WHAT IS EXPECTED:
Can you repeat the lines from the one containing "target: **grassy slope**" through the one containing "164], [214, 162]]]", swapping "polygon" for "figure" and leaving everything else unchanged?
[START OF GIVEN DATA]
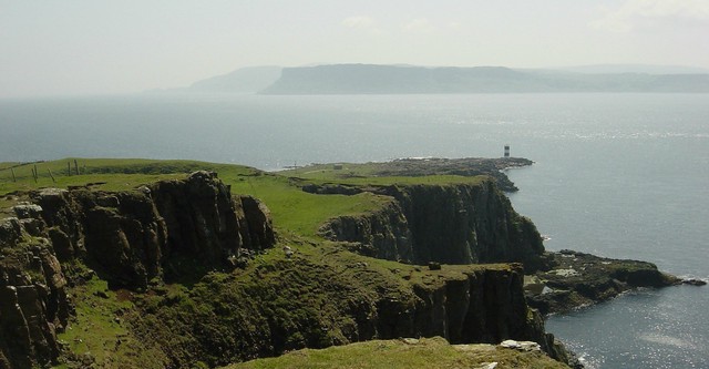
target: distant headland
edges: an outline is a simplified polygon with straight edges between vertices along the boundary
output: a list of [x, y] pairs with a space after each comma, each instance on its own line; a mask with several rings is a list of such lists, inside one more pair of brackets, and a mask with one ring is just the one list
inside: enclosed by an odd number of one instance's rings
[[185, 92], [295, 94], [455, 94], [635, 92], [707, 93], [709, 71], [653, 65], [558, 69], [329, 64], [253, 66], [193, 83]]

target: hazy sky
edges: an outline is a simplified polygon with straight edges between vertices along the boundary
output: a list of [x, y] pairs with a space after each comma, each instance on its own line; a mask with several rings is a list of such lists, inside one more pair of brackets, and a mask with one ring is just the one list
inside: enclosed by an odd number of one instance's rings
[[0, 0], [0, 98], [346, 62], [709, 68], [709, 0]]

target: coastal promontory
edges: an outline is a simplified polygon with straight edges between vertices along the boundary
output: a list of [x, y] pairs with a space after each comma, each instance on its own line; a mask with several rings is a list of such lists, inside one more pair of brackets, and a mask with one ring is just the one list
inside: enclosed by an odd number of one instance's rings
[[[0, 367], [219, 367], [371, 345], [500, 368], [576, 366], [543, 312], [603, 300], [613, 286], [587, 293], [561, 270], [588, 257], [546, 252], [512, 208], [504, 170], [530, 164], [2, 164]], [[677, 281], [638, 263], [603, 259], [598, 280]]]

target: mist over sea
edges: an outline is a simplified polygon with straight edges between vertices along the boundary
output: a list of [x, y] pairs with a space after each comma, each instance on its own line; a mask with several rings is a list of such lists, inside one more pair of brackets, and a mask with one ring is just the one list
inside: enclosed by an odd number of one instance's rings
[[[513, 156], [513, 205], [546, 247], [709, 278], [709, 94], [0, 100], [0, 162], [191, 158], [274, 171], [397, 157]], [[640, 290], [554, 316], [590, 368], [709, 368], [709, 287]]]

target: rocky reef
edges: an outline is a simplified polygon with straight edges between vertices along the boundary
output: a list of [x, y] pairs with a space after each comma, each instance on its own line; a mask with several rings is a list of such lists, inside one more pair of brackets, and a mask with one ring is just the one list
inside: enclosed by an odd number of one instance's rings
[[[377, 208], [326, 222], [328, 240], [277, 239], [265, 204], [209, 172], [133, 191], [30, 192], [0, 223], [0, 368], [215, 367], [434, 336], [534, 341], [573, 365], [542, 314], [674, 283], [651, 265], [546, 253], [497, 182], [298, 182], [310, 194], [381, 197]], [[115, 306], [97, 308], [106, 303]], [[105, 352], [66, 352], [95, 339], [91, 320], [71, 342], [58, 338], [90, 312], [115, 328], [92, 346]]]
[[[68, 288], [85, 265], [112, 288], [233, 269], [275, 244], [267, 208], [233, 197], [215, 173], [136, 191], [45, 188], [0, 223], [0, 367], [53, 362], [72, 311]], [[83, 275], [82, 275], [83, 273]], [[93, 271], [89, 271], [93, 273]]]
[[546, 253], [546, 267], [525, 277], [527, 304], [542, 314], [565, 312], [609, 300], [640, 287], [668, 287], [681, 283], [647, 262], [619, 260], [574, 250]]

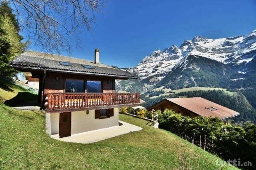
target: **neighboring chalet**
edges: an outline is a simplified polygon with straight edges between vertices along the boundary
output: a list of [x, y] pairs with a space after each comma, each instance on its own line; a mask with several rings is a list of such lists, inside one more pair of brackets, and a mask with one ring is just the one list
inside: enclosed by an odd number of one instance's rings
[[239, 115], [239, 113], [202, 97], [166, 99], [147, 109], [150, 111], [172, 109], [182, 116], [218, 117], [224, 121]]
[[[27, 51], [10, 65], [39, 79], [46, 133], [60, 137], [118, 126], [118, 107], [140, 105], [138, 93], [116, 93], [116, 79], [137, 79], [100, 62]], [[26, 99], [24, 99], [26, 100]]]

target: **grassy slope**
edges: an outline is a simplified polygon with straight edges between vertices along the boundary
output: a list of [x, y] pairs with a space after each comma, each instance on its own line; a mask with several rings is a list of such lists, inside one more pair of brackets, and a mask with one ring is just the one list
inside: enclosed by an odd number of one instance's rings
[[34, 90], [27, 90], [15, 84], [14, 81], [12, 82], [0, 79], [0, 102], [11, 103], [14, 106], [17, 103], [34, 104], [37, 100], [37, 93]]
[[[0, 169], [172, 169], [177, 168], [180, 138], [120, 115], [123, 121], [143, 130], [90, 144], [61, 142], [44, 132], [44, 115], [0, 104]], [[186, 142], [188, 152], [194, 146]], [[210, 155], [213, 159], [218, 159]], [[213, 162], [214, 164], [214, 162]]]
[[[152, 91], [159, 91], [161, 90], [162, 90], [164, 91], [164, 94], [161, 94], [159, 95], [158, 96], [152, 96], [150, 97], [150, 99], [154, 99], [159, 97], [159, 96], [165, 96], [166, 95], [169, 95], [172, 94], [172, 93], [170, 93], [170, 92], [171, 91], [173, 93], [174, 92], [176, 93], [178, 93], [180, 92], [184, 92], [186, 91], [196, 91], [198, 90], [204, 90], [204, 91], [208, 91], [208, 90], [222, 90], [225, 92], [227, 94], [229, 95], [234, 95], [234, 93], [232, 92], [231, 91], [227, 91], [226, 89], [223, 89], [221, 88], [216, 88], [216, 87], [189, 87], [189, 88], [184, 88], [183, 89], [179, 89], [178, 90], [172, 90], [170, 89], [163, 89], [164, 86], [162, 86], [160, 87], [158, 87], [157, 88], [154, 89], [153, 89]], [[148, 95], [146, 96], [146, 97], [148, 97]]]
[[[0, 91], [0, 96], [3, 94]], [[86, 164], [89, 165], [89, 169], [177, 168], [180, 138], [146, 125], [144, 120], [120, 114], [120, 120], [143, 130], [95, 143], [82, 144], [48, 137], [44, 132], [43, 113], [15, 110], [0, 103], [0, 169], [76, 169], [84, 168]], [[185, 143], [186, 152], [197, 148], [190, 143]], [[208, 155], [211, 158], [209, 160], [219, 159]], [[210, 164], [215, 166], [214, 162]]]

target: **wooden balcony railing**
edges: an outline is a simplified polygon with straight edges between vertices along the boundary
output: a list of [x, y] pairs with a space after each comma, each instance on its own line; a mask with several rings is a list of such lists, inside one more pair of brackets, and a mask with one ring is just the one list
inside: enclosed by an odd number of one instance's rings
[[115, 105], [138, 105], [140, 100], [140, 94], [137, 93], [63, 93], [45, 95], [45, 107], [50, 111]]

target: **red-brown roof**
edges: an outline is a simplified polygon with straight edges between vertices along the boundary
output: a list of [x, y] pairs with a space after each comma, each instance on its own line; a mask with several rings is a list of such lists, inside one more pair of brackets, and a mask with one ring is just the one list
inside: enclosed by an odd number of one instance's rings
[[166, 99], [166, 100], [201, 116], [217, 117], [224, 119], [239, 115], [237, 112], [202, 97]]

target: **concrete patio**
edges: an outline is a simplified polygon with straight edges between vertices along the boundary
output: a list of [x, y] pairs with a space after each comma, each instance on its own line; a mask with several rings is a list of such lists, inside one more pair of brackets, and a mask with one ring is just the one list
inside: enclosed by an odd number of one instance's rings
[[58, 135], [52, 135], [52, 137], [55, 139], [65, 142], [90, 143], [142, 129], [140, 127], [126, 122], [120, 121], [119, 122], [119, 126], [75, 134], [62, 138], [59, 138]]

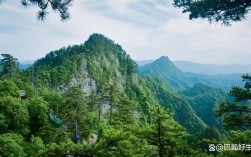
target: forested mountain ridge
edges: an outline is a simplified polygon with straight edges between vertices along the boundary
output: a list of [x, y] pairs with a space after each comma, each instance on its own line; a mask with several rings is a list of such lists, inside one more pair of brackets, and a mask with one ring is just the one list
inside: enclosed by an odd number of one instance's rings
[[[167, 63], [163, 64], [157, 62], [162, 60]], [[156, 61], [156, 62], [155, 62]], [[160, 57], [159, 59], [152, 61], [148, 64], [139, 66], [141, 75], [151, 75], [158, 76], [162, 78], [166, 83], [175, 89], [185, 89], [187, 87], [192, 87], [196, 83], [203, 83], [213, 87], [220, 87], [229, 90], [231, 86], [242, 86], [242, 80], [240, 78], [240, 73], [231, 73], [231, 70], [237, 71], [237, 67], [234, 65], [206, 65], [206, 64], [196, 64], [190, 62], [188, 67], [183, 62], [186, 61], [171, 61], [168, 57]], [[138, 61], [138, 64], [141, 63]], [[181, 64], [181, 65], [180, 65]], [[210, 68], [210, 67], [213, 68]], [[227, 67], [231, 67], [227, 69]], [[242, 67], [242, 66], [241, 66]], [[240, 71], [248, 72], [248, 66], [243, 66]], [[186, 70], [186, 68], [191, 70]], [[157, 69], [157, 72], [155, 71]], [[201, 69], [201, 70], [198, 70]], [[201, 73], [200, 71], [203, 71]], [[185, 84], [185, 85], [184, 85]], [[182, 88], [181, 88], [182, 87]]]
[[223, 139], [188, 96], [139, 76], [103, 35], [52, 51], [24, 72], [9, 65], [0, 73], [0, 155], [207, 156], [201, 142]]
[[186, 89], [191, 87], [191, 83], [167, 56], [162, 56], [152, 63], [139, 67], [141, 75], [158, 77], [166, 82], [173, 89]]
[[[161, 60], [160, 60], [161, 61]], [[165, 63], [165, 60], [164, 60]], [[79, 66], [80, 65], [80, 66]], [[205, 129], [206, 125], [191, 108], [185, 98], [176, 96], [171, 88], [149, 77], [139, 77], [137, 64], [121, 46], [106, 37], [93, 34], [82, 45], [75, 45], [50, 52], [34, 64], [42, 86], [67, 90], [68, 85], [81, 86], [87, 95], [100, 93], [105, 83], [117, 85], [131, 99], [145, 104], [159, 103], [190, 133]], [[152, 105], [152, 104], [150, 104]], [[183, 117], [186, 116], [186, 119]]]
[[196, 114], [208, 125], [222, 130], [222, 125], [214, 109], [227, 98], [221, 88], [213, 88], [204, 84], [195, 84], [192, 88], [181, 91], [187, 97]]

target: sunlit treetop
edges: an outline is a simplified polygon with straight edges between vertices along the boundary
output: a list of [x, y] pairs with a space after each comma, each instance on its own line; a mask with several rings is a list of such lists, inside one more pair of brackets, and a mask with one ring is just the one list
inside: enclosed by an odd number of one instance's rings
[[174, 6], [189, 13], [189, 19], [207, 19], [210, 23], [219, 22], [231, 25], [246, 19], [251, 9], [250, 0], [174, 0]]
[[68, 7], [72, 1], [73, 0], [21, 0], [21, 4], [25, 7], [39, 7], [39, 11], [37, 12], [37, 19], [39, 21], [45, 20], [46, 15], [49, 13], [49, 8], [55, 12], [59, 12], [61, 20], [64, 21], [70, 17]]

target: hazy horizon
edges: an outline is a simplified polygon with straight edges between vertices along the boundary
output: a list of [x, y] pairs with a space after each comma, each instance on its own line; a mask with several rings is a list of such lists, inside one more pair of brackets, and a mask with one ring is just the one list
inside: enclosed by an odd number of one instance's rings
[[64, 22], [54, 12], [39, 22], [36, 11], [14, 0], [0, 4], [0, 53], [20, 61], [36, 60], [100, 33], [120, 44], [134, 60], [168, 56], [202, 64], [251, 64], [250, 14], [247, 20], [226, 27], [190, 21], [166, 0], [74, 1], [71, 18]]

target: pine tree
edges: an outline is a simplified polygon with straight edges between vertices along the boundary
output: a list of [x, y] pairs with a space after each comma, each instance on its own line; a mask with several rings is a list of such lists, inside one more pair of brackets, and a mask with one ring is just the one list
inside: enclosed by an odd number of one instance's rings
[[173, 119], [172, 114], [167, 114], [160, 106], [155, 106], [150, 111], [151, 124], [147, 133], [150, 145], [157, 147], [159, 157], [175, 156], [182, 154], [185, 129]]
[[18, 70], [18, 61], [10, 54], [1, 54], [3, 59], [0, 61], [2, 71], [0, 72], [0, 78], [11, 79], [13, 74]]

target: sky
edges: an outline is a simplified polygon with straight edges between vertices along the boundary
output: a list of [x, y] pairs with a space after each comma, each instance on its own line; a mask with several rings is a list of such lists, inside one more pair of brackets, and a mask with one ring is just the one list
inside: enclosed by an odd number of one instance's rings
[[134, 60], [187, 60], [204, 64], [251, 64], [251, 15], [231, 27], [189, 20], [170, 0], [74, 0], [71, 18], [50, 12], [36, 19], [37, 7], [20, 1], [0, 4], [0, 53], [19, 61], [84, 43], [100, 33], [120, 44]]

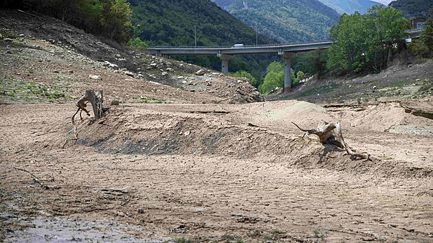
[END OF GIVEN DATA]
ANSWER TO THIS TASK:
target: **grassy slope**
edges: an outline is a simplified figure with straight edges between vertices along the boundary
output: a list of [x, y] pairs with a space after each comma, each instance on its own line; a mask with several rings is a list of such lists, inside one more pair of brackets, and a mask with one ring is just the one list
inside: enclosed by an odd number of one instance's rings
[[34, 90], [27, 90], [15, 84], [14, 81], [12, 82], [0, 79], [0, 102], [11, 103], [14, 106], [17, 103], [34, 104], [37, 100], [37, 93]]
[[[0, 169], [172, 169], [177, 168], [180, 138], [120, 115], [123, 121], [143, 130], [90, 144], [61, 142], [44, 132], [44, 115], [0, 104]], [[186, 142], [188, 152], [194, 146]], [[210, 155], [213, 159], [218, 159]], [[213, 162], [214, 164], [214, 162]]]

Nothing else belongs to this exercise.